(PROVIDED DATA)
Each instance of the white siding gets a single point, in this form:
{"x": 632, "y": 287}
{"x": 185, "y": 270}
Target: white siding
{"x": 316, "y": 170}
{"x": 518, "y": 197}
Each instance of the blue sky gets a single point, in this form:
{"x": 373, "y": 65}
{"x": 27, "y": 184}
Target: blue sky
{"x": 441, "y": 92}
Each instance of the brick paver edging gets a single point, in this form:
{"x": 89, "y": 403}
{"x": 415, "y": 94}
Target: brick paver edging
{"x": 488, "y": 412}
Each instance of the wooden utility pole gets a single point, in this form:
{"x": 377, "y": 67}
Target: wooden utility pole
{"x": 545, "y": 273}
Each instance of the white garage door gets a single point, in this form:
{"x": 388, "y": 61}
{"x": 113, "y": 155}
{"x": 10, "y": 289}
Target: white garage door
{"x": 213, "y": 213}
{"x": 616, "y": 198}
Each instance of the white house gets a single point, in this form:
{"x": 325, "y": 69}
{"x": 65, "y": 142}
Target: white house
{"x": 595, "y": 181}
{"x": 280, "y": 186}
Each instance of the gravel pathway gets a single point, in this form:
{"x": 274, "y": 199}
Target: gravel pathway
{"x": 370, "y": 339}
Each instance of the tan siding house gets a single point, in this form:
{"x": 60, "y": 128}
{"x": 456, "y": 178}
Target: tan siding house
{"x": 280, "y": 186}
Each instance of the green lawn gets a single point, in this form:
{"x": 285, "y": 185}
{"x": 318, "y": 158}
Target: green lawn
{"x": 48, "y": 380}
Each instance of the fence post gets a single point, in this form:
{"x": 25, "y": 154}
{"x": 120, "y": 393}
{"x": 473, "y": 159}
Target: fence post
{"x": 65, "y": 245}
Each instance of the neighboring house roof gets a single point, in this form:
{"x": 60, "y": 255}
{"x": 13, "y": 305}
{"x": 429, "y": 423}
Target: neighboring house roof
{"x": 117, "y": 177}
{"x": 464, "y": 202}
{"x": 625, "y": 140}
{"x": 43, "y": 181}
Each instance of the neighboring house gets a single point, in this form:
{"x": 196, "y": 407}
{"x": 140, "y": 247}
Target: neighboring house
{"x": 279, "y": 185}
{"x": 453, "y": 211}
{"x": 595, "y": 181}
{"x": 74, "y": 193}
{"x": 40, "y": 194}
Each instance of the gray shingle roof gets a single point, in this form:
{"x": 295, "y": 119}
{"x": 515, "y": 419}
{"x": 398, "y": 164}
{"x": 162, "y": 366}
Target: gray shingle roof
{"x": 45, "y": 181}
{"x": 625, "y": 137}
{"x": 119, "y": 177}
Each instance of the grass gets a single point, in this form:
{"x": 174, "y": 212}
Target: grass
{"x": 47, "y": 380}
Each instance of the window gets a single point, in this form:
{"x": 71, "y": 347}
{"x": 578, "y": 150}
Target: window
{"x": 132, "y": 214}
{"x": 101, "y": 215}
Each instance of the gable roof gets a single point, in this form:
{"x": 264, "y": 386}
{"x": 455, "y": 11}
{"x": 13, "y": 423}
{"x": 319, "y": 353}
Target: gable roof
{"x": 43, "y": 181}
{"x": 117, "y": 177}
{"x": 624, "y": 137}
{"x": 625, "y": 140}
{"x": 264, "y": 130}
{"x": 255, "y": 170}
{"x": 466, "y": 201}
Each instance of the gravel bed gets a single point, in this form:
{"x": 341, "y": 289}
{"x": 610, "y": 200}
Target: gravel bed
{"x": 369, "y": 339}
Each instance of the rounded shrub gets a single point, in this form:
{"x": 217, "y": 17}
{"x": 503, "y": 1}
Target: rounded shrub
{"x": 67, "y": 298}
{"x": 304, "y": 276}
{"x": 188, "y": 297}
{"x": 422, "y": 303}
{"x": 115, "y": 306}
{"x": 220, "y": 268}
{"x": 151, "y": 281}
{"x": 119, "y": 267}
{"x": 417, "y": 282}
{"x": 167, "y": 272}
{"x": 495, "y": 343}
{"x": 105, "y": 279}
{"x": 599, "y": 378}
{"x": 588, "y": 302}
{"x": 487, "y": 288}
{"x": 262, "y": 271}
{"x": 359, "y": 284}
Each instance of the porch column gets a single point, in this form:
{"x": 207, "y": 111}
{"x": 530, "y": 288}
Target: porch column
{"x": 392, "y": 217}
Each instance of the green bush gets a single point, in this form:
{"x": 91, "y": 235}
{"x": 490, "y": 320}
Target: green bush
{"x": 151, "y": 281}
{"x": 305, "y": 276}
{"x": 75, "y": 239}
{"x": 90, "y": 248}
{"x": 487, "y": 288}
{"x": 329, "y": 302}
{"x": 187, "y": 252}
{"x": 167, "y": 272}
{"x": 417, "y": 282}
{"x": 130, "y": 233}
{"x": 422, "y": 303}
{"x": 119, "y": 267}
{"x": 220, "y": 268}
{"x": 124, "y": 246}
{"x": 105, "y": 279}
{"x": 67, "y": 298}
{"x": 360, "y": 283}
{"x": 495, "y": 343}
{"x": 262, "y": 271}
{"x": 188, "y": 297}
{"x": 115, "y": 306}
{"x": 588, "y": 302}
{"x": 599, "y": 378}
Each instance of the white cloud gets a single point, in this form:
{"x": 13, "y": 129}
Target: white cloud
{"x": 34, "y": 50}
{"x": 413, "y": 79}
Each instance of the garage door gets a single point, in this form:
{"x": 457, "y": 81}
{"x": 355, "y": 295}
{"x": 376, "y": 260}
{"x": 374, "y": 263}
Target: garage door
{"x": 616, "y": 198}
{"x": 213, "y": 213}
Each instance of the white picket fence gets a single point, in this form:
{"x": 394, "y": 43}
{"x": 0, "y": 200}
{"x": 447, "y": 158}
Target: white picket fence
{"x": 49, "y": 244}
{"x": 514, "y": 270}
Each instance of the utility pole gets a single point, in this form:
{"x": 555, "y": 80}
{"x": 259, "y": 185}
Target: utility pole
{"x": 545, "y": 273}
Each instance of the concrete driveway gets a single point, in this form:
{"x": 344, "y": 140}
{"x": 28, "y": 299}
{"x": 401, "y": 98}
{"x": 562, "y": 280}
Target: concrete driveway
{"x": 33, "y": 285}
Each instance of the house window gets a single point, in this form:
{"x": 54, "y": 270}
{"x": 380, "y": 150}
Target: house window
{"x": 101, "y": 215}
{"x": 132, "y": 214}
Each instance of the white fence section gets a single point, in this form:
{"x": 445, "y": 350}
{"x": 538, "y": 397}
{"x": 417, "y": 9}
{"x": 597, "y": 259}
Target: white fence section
(End PROVIDED DATA)
EXERCISE AIM: Identify the lines in the entries that hold "section" and return each one.

THE COMPLETED TASK:
Each instance of the white fence section gets a single point, in this form:
Target: white fence section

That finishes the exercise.